▶ **给定文本**:
════

在Hadoop 2.6环境下使用Mahout 0.9

博主： ltax
发布时间：2016 年 03 月 31 日
暂无评论
8775字数
分类：收藏品

因为师妹毕设需要，实验室的集群原先的Mahout 0.11.1跟教程上关于随机森林算法有些出入，由于急于使用，因此想换回低版本。在Cloudera公司的CDN 5.3下用的就是Mahout 0.9版本，为了能够实验室的Hadoop 2.6集群环境下使用Mahout 0.9，需要对Mahout 0.9进行编译，因为Mahout 0.9官方提供的版本上只能兼容hadoop 1.x系列，因此需要使用源代码重新进行编译（参考：mahout, https://mahout.apache.org/developers/buildingmahout.html）。

为了方便大家，特将编译之后可用于Hadoop 2.x版本的Mahout提供下载：http://pan.baidu.com/s/1eRRBP2U

如果想自行编译，请参考以下教程：

第一步：Mahout0.9源码修改（Mahout源码打patch）

Mahout官方下载地址：http://archive.apache.org/dist/mahout/

目前mahout只支持hadoop1 的缘故。在这里可以找到解决方法：https://issues.apache.org/jira/browse/MAHOUT-1329。主要就是修改pom文件，修改mahout的依赖。

════

▶ **数据行**:
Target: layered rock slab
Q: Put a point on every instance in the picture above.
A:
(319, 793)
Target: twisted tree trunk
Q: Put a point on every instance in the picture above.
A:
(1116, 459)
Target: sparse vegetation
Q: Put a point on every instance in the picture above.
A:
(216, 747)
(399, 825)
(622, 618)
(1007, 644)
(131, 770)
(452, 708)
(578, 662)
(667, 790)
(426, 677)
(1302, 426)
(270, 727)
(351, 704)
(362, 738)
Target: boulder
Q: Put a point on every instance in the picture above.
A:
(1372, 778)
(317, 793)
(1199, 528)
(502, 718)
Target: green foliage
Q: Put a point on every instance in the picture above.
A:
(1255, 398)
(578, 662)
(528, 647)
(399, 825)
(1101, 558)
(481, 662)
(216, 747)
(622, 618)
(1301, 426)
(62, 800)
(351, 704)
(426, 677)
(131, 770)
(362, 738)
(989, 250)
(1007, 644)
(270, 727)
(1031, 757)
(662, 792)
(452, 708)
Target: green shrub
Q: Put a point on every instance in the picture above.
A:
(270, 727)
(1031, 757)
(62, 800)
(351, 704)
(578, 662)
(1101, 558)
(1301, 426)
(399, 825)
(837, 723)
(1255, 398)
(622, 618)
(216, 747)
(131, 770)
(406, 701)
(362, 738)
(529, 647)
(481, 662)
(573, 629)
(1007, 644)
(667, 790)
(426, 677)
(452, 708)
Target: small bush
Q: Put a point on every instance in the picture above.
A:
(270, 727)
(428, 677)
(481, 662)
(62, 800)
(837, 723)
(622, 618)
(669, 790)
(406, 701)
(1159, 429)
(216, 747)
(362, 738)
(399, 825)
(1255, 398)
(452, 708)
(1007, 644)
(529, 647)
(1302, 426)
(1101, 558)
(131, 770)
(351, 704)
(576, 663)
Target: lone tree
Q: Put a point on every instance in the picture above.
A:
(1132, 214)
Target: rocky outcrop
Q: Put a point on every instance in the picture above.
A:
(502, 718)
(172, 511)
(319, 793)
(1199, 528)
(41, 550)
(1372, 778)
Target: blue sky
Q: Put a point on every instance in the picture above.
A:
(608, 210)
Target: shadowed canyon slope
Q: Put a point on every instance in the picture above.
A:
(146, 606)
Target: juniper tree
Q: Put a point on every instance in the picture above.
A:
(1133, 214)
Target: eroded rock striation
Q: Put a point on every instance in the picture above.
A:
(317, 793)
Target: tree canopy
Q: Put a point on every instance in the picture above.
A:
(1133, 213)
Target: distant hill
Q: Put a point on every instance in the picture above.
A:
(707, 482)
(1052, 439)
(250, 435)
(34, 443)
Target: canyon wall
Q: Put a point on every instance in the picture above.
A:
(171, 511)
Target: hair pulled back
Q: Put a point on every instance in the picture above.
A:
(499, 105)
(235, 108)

════

▶ **操作指令**:
- A) 请原样照录给定文本中从“第一步：Mahout0.9源码修改（Mahout源码打patch）”到“件，修改mahout的依赖。”的部分。
- B) 在数据行中，取从含有“Target: eroded rock striation”的那一行起至数据行末尾的各行（首尾两行均包括在内），将其中的“distant hill”替换为“remote hill”，其余一概不变，仅输出这些行。
上述给定文本与各数据行之间并无关联。

▶ **答复内容**:
- A)
第一步：Mahout0.9源码修改（Mahout源码打patch）

Mahout官方下载地址：http://archive.apache.org/dist/mahout/

目前mahout只支持hadoop1 的缘故。在这里可以找到解决方法：https://issues.apache.org/jira/browse/MAHOUT-1329。主要就是修改pom文件，修改mahout的依赖。

- B)
Target: eroded rock striation
Q: Put a point on every instance in the picture above.
A:
(317, 793)
Target: tree canopy
Q: Put a point on every instance in the picture above.
A:
(1133, 213)
Target: remote hill
Q: Put a point on every instance in the picture above.
A:
(707, 482)
(1052, 439)
(250, 435)
(34, 443)
Target: canyon wall
Q: Put a point on every instance in the picture above.
A:
(171, 511)
Target: hair pulled back
Q: Put a point on every instance in the picture above.
A:
(499, 105)
(235, 108)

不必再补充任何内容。